▸ Directions:
Print out the entire listing verbatim.

★ ★ ★ ★

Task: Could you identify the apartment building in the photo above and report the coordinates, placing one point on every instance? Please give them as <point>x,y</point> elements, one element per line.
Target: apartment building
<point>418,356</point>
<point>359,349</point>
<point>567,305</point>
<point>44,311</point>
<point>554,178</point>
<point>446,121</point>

★ ★ ★ ★

▸ Exercise response:
Task: Could you identify the apartment building in the photo above and report the coordinates, placing one point on every instance? Please give them as <point>x,y</point> elements, one element per line.
Target: apartment building
<point>418,356</point>
<point>359,349</point>
<point>567,305</point>
<point>44,311</point>
<point>554,178</point>
<point>446,121</point>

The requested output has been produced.